>>

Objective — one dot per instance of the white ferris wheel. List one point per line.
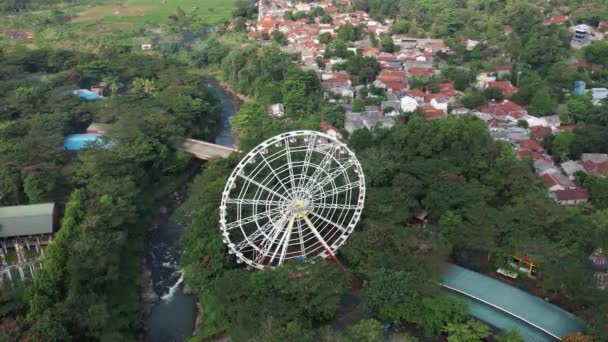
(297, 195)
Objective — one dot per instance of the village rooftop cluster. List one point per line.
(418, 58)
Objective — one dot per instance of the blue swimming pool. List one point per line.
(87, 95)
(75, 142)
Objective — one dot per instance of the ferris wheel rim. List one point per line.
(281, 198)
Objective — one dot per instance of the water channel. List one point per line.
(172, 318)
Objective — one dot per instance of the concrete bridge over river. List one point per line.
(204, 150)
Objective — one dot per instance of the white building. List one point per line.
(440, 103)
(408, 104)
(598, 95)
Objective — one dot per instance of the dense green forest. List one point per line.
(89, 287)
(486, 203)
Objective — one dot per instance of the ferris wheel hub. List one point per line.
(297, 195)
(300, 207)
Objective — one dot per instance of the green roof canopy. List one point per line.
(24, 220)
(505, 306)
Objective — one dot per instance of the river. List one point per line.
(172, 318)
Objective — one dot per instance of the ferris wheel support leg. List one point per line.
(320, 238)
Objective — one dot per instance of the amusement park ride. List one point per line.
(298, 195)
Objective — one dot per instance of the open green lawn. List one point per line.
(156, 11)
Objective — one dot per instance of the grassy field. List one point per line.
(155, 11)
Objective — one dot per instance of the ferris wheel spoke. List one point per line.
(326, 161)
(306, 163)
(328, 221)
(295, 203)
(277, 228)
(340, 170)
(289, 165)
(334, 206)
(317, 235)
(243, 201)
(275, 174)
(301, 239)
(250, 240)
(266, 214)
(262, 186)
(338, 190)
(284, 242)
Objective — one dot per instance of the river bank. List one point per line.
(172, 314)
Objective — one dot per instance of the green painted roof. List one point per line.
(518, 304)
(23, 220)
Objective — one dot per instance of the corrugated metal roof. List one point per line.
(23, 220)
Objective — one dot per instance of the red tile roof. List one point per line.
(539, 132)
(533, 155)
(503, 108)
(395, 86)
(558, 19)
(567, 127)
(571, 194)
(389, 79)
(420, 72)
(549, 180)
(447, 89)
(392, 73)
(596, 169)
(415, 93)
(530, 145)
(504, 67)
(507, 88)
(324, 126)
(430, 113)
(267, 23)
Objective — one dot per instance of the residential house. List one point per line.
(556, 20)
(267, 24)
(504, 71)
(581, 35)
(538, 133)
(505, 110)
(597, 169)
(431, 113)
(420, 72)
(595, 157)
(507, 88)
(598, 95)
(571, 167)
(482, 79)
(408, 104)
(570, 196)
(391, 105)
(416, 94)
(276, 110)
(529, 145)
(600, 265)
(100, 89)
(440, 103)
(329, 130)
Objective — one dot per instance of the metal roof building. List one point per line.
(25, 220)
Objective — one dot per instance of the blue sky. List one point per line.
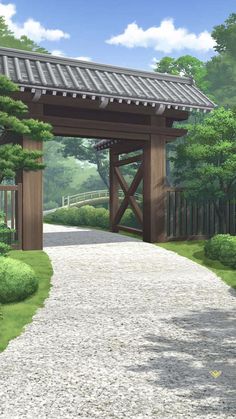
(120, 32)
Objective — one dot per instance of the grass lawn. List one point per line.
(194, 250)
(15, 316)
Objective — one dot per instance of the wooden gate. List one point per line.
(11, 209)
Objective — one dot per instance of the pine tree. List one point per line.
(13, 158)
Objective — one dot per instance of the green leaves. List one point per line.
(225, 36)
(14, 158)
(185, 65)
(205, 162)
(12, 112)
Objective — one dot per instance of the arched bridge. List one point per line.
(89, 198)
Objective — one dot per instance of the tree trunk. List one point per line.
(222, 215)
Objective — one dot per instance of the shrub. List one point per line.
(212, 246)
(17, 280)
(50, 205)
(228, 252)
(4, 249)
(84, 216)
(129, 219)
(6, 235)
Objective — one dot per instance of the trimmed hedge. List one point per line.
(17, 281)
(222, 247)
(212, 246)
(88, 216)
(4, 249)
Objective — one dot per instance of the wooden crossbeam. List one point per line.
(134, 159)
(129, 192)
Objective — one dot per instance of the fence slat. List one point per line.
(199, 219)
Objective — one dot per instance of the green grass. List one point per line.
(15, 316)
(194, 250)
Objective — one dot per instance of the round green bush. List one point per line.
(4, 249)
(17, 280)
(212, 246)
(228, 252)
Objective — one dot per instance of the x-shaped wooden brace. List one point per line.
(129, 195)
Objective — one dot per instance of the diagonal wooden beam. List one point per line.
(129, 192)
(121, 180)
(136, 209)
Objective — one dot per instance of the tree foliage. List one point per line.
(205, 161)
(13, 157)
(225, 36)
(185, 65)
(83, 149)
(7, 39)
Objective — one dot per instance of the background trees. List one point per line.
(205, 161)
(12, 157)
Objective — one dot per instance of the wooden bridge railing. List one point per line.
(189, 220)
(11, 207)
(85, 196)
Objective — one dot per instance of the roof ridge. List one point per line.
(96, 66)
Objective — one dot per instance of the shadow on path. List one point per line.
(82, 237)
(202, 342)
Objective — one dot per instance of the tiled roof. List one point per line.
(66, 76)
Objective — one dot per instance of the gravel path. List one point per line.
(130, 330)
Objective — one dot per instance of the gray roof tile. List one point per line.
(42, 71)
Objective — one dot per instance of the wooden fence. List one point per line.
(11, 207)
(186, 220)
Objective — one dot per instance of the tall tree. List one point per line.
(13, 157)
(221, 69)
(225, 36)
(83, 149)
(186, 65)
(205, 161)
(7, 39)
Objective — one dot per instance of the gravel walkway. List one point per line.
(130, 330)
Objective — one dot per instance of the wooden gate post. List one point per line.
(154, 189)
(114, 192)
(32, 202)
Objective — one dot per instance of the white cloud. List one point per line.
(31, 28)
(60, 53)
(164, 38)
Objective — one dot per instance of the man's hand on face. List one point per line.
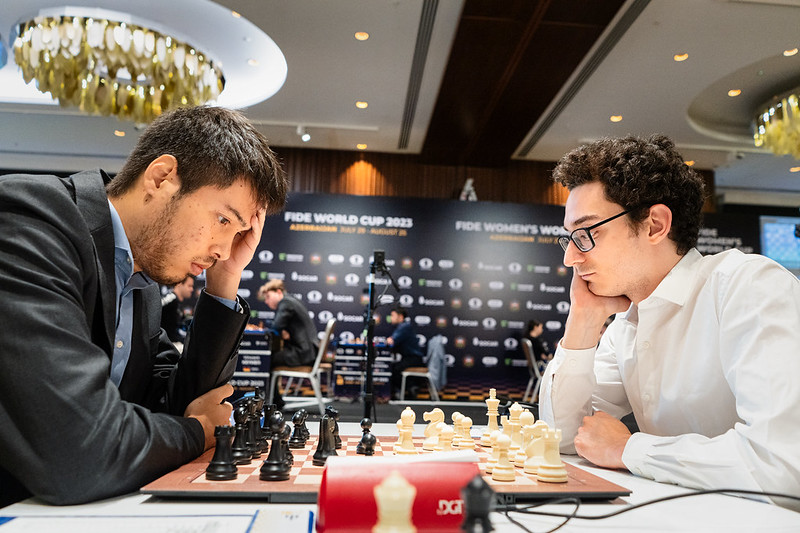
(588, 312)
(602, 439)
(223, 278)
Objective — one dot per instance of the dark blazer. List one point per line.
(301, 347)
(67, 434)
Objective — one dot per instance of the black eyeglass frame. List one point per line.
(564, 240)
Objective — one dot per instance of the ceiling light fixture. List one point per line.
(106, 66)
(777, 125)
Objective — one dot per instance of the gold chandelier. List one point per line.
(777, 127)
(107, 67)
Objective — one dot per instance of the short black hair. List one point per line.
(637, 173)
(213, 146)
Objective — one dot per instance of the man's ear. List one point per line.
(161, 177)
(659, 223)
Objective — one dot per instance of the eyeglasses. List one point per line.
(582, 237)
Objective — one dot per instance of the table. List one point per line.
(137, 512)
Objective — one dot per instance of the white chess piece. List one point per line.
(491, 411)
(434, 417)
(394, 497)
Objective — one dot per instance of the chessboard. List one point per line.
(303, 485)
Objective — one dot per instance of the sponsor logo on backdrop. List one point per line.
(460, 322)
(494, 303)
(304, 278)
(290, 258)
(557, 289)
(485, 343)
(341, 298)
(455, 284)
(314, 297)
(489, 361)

<<

#### Assigned task
Give the lines from the one containing "Objective — one dot per instance of the man's ear." through the end of the entries again, exactly as written and with no other lines.

#### Result of the exercise
Objective — one dot per instance of the man's ear. List one point per line.
(161, 177)
(659, 223)
Objective — one dot per instance of the eyeglasses. List one point per line.
(582, 237)
Objective — one dot per instance of the table. List one point per line.
(137, 512)
Objective — one dot per instance of the white chess piece. List one point per line.
(491, 411)
(434, 417)
(394, 497)
Objective — one dot per instance of the chessboard. List one point per line.
(303, 485)
Objective — one dot per instance of the sponsor logo on backdrop. List one point per line.
(460, 322)
(494, 303)
(304, 278)
(290, 258)
(557, 289)
(485, 343)
(341, 298)
(455, 284)
(314, 297)
(489, 361)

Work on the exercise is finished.